-- Begin Extracted information --

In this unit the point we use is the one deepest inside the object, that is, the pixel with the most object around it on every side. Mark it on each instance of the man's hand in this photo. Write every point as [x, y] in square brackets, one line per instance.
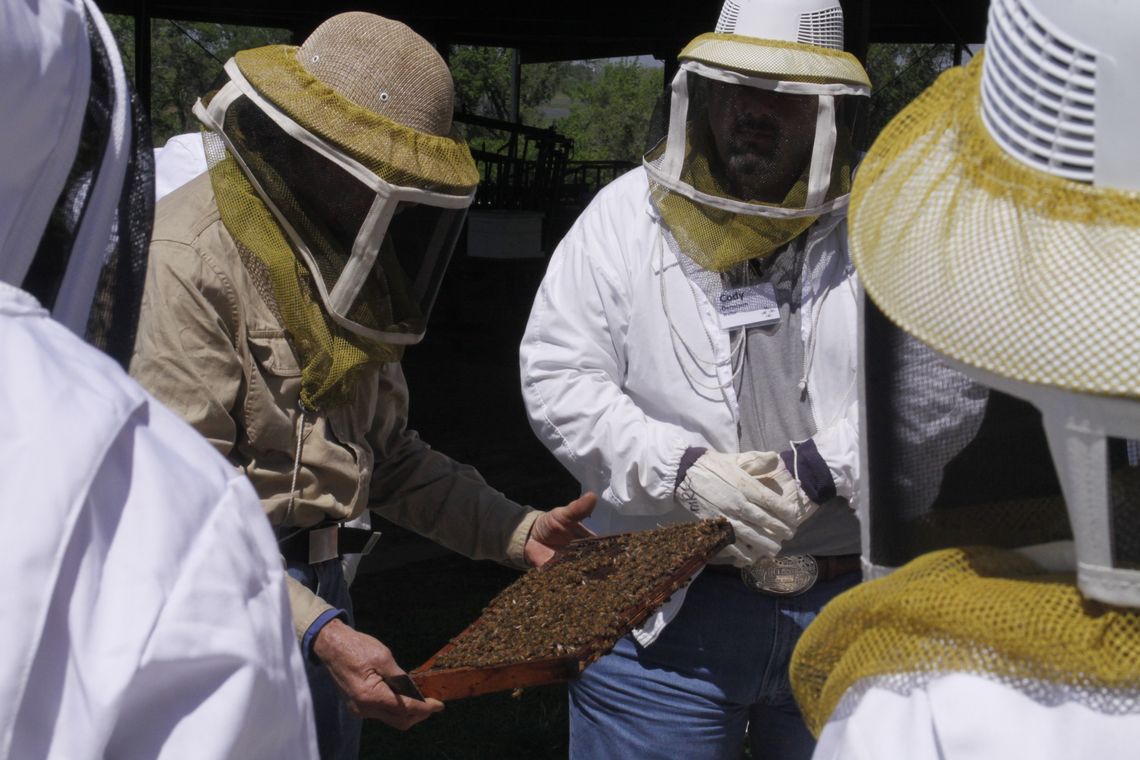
[755, 492]
[358, 664]
[556, 528]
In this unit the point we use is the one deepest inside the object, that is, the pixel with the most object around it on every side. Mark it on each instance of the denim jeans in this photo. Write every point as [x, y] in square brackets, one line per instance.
[338, 732]
[719, 668]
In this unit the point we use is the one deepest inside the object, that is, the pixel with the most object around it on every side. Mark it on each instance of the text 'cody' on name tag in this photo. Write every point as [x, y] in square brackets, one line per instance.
[744, 307]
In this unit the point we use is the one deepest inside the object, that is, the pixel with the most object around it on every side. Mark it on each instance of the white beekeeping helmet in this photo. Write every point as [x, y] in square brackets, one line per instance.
[754, 153]
[996, 220]
[807, 22]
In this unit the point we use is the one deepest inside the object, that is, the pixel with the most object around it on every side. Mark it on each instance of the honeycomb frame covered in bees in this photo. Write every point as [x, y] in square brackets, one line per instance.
[548, 624]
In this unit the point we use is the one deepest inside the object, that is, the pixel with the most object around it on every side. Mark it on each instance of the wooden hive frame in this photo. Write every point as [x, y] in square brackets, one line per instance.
[454, 683]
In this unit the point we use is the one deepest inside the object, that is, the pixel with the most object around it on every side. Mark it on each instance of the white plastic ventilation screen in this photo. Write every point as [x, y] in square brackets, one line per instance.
[726, 24]
[823, 29]
[1039, 92]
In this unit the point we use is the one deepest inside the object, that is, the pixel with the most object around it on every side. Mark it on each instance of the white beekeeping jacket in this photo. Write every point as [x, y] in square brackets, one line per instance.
[145, 612]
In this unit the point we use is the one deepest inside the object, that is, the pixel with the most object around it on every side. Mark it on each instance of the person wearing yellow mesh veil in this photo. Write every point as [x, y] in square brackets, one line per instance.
[691, 354]
[283, 287]
[995, 228]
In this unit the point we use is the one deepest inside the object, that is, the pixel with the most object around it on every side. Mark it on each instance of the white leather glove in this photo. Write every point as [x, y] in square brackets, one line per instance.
[757, 495]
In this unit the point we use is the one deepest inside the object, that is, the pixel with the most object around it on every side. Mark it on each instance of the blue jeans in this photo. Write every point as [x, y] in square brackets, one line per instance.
[719, 668]
[338, 732]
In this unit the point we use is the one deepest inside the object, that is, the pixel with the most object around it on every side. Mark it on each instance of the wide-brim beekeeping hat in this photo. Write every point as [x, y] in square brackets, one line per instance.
[977, 222]
[996, 219]
[792, 48]
[341, 152]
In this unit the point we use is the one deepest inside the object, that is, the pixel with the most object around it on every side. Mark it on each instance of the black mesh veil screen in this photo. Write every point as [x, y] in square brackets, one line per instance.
[114, 312]
[950, 462]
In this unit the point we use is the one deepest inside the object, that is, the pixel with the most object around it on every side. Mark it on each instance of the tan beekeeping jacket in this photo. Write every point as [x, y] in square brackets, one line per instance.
[211, 348]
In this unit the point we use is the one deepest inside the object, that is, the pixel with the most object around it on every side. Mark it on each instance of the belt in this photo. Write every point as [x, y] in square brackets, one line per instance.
[790, 574]
[324, 541]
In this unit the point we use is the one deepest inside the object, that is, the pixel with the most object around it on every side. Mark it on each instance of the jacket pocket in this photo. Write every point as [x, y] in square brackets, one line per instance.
[274, 377]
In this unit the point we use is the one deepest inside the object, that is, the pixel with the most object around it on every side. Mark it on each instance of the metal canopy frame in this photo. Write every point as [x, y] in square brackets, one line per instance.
[559, 31]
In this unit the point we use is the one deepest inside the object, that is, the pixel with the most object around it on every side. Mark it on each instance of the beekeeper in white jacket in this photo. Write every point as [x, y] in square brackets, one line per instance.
[690, 354]
[144, 599]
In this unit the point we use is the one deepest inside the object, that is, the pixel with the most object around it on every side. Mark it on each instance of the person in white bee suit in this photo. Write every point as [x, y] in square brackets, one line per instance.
[995, 227]
[144, 596]
[691, 354]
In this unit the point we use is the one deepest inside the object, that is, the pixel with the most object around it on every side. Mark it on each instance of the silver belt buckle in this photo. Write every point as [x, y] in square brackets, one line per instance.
[782, 575]
[323, 545]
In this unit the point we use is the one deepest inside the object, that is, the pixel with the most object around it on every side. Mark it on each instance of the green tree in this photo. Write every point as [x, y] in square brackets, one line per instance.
[482, 83]
[186, 63]
[898, 73]
[610, 116]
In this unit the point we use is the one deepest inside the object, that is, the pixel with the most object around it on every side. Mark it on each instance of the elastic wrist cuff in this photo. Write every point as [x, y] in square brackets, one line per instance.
[691, 455]
[804, 462]
[310, 634]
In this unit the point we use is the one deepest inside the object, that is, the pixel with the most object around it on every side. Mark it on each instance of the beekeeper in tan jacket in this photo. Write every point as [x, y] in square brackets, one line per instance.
[283, 286]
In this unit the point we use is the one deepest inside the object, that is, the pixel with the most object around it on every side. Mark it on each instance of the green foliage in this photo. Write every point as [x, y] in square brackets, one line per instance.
[187, 60]
[482, 83]
[610, 113]
[603, 107]
[898, 73]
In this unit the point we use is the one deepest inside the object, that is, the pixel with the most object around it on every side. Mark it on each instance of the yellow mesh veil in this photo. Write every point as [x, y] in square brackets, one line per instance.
[718, 239]
[982, 611]
[331, 356]
[992, 262]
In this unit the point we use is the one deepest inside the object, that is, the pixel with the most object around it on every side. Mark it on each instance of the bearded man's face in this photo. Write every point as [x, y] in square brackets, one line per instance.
[763, 139]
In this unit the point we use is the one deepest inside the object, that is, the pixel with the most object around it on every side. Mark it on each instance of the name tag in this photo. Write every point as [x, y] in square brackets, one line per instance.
[743, 307]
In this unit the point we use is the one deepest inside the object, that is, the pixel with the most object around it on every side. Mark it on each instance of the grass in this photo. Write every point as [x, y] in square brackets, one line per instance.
[415, 610]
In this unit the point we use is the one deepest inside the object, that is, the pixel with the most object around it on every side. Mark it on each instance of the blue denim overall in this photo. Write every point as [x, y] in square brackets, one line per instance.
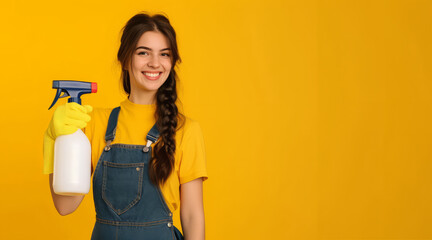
[128, 206]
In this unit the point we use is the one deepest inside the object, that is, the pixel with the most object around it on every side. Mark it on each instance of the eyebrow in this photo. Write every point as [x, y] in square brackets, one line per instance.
[147, 48]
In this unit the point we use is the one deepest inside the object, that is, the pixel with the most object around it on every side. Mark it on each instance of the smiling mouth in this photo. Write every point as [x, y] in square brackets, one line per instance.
[150, 74]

-- End Extracted information --

◆ **Exercise directions**
Leave the pictures out and output the rest of the listing exactly.

◆ **Result of this exercise**
In this unit the point we use is the one deepest inside the object, that is, the pixel with the most object around it on every side. Mark it on each instance of the man's hand in this photo. Write every point as [x, y] in square brackets, one line per instance.
[755, 492]
[358, 664]
[556, 528]
In this unit the point we use is the one deepest inside the object, that is, the pixel with the most object around it on every side. Mark it on each instance of the denim jeans in this photo. Write every point as [x, y] in square brackets, one line per instance.
[338, 732]
[719, 668]
In this unit the point we use is the one deepest inside the object, that is, the pixel with the most object around it on every side. Mark it on each instance of the text 'cody' on name tag in this photo. Write every point as [x, y] in square brackets, one line per instance.
[744, 307]
In this unit the point we use is the one deepest inside the object, that is, the pixel with the most object around it on every side. Mark it on each instance of the white beekeeping helmet in this photo. Write every point as [x, y] in square brackets, one line per instance.
[754, 153]
[996, 220]
[807, 22]
In this unit the point we use is the one deepest inside the object, that is, the pixel with the most object around it on every side. Mark it on each instance of the honeycomb frame covered in bees in this photo. Write every point as [x, y] in square brackets, one line per instance.
[548, 624]
In this unit the point we use is the one deepest inside the object, that is, the pixel with the most object around it on every side. Mark it on each instance of the wooden hive frame in this photo. Write every point as [x, y] in square brackets, one line per instance.
[454, 683]
In this unit the point we use is the one deepest inside the object, that is, the pixel with the most object around it on every side. Mark it on each instance of the white plastic ventilation screen in this photo. Write every point as [x, y] in square brackets, one line per instance.
[726, 24]
[823, 29]
[1039, 92]
In this unit the point we use is the one deepest inside the object, that is, the pixel with the most object around it on every side. Mark it on each instance of the white beekeeping jacket in this photo. Write every point as [x, y] in square brackets, one line per instance.
[145, 612]
In this unit the point we use is the one deepest inside the object, that is, the pixel with the most object around it on every side. Mark it on each instance of the person wearing yellow mesh veil in this photo. Write every point as [x, y] in square brackets, one line per instance.
[691, 354]
[283, 287]
[995, 228]
In this unit the point we use is the one deepest inside the object, that is, the pixel with the most object around it on every side. Mark it on each instance of the white leather glove in this photo. Write every point as [x, y] in square brackets, one line per instance.
[757, 495]
In this unit the point we use is the one deepest inside the object, that is, the pixel with the most object around it on every side. Mark it on each instance of the blue jeans in this photo. Write every point as [x, y] in square brackets, one line per instance.
[719, 668]
[338, 732]
In this unit the point we use is the one deepest inside the object, that is, the pixel with the most object around it on every side. Mark it on each instance of the wide-brim beekeeping hat in this photo. Write every point as [x, y] in square brackets, one line per instance.
[977, 222]
[996, 219]
[792, 48]
[341, 152]
In this unit the point we use is the one deepest inside the object, that is, the pixel with the most object around it on every side. Mark it on each instance of the black mesh veil screen in this photo. Write every point as [x, y] in square brackets, one line per instance.
[114, 312]
[950, 462]
In this unit the point we use is the one deepest inside the object, that is, the pixel with the most object around it on every side. Mark it on each instance of the tan beekeeping jacket in this photo. Write every point as [x, y] in square brackets, one line per instance.
[211, 348]
In this unit the point we use is the one deepest inside the object, that is, the pixel with the most object around it on every side. Mark it on each instance of the belt in this photo. Write every point as [x, y] in square brackets, one line per instance.
[790, 574]
[324, 541]
In this unit the point we use is the one deepest inside the object, that is, the pixel with the most object around it on every side. Mark it on each instance of the jacket pocket in this photo. Write every point as [x, y] in square brackets, one line per instance.
[274, 377]
In this unit the point we use is the one deepest inside the object, that is, the pixel with the most object around it on every side. Mark it on each instance of the metal canopy frame in this photo. Write every point as [x, y] in square brackets, one line per instance.
[559, 31]
In this unit the point we use is the one deepest inside the object, that is, the pixel with the most object around it on every side. Mark it on each instance of the beekeeper in white jacket in this photo. Write every point as [x, y] in square brackets, one line per instance.
[690, 354]
[144, 599]
In this unit the point we use is the one deepest inside the object, that is, the pixel with the most object around it on every side. Mark it on each instance of the person in white bee suit in this photo. Write every point as [x, y] in square brackets, one line per instance.
[995, 227]
[144, 596]
[691, 354]
In this unit the point we use is the one deepest inside the object, that is, the pixel with the most object around it on every side. Mark it on each instance of the silver belt buckle in this photo. Write every point as [x, y] in square brackets, one line per instance.
[782, 575]
[323, 545]
In this unit the point we use is the one deepest inside the object, that is, the pixel with the most object around it on every side. Mark it on each instance of the green tree in this photo. Write every point as [x, y] in square brackets, one line per instance.
[482, 83]
[186, 63]
[898, 73]
[610, 116]
In this unit the point we use is the one deepest inside the object, that is, the pixel with the most object around it on every side. Mark it on each instance of the elastic wrist cuff in this photo. Write every point as [x, y] in square brackets, one line per instance.
[691, 455]
[804, 462]
[310, 634]
In this unit the point we use is the one deepest inside the object, that is, the pixel with the most object around it on every side. Mark it on each instance of the beekeeper in tan jacket in this photo. Write every point as [x, y] in square brackets, one line per instance.
[283, 286]
In this unit the point we use is the one deepest inside the object, that is, the pixel with the most object around it on every side. Mark it on each instance of the green foliage in this photo. Write every point as [x, y] in square brackets, one line per instance.
[187, 60]
[482, 83]
[610, 113]
[603, 107]
[898, 73]
In this unit the point we use is the one deepest inside the object, that is, the pixel with the most object around it on every side. Mark it on each instance of the yellow mesh veil in this photo. Write every point as [x, y] in square brackets, one line per instance.
[718, 239]
[982, 611]
[331, 356]
[992, 262]
In this unit the point we use is the one deepest inside the object, that is, the pixel with the most object around it on every side. Mark it on each instance of the bearded man's face in this photo. Write every point as [x, y] in square brackets, one line per instance.
[763, 139]
In this unit the point we use is the one deepest inside the object, that is, the pixel with the most object around it on every side. Mark it on each instance of the name tag in this photo. Write every point as [x, y] in square brackets, one line per instance.
[743, 307]
In this unit the point we use is the one deepest inside the object, that is, the pixel with the most object around it on every side. Mark it on each instance of the grass in this photo. Write every point as [x, y] in square brackets, one line per instance.
[415, 610]
In this unit the point we use is the one deepest inside the object, that is, the pixel with the most object around it on every side. Mark it on each instance of the blue denim overall in this photo. Write every point as [x, y] in square brackets, one line per instance.
[128, 206]
In this unit the point we use is the one deepest inside the object, that is, the pixel with the most object around it on every side. Mark it on each instance of the eyebrow in this photo. Write every point as [x, y] in square brackets, one line per instance.
[147, 48]
In this unit the point we use is the one deepest inside the object, that is, the pixel with the most object around it on every side. Mark it on each instance of the smiling mouth in this photo. Write every point as [x, y] in square brackets, one line per instance.
[150, 74]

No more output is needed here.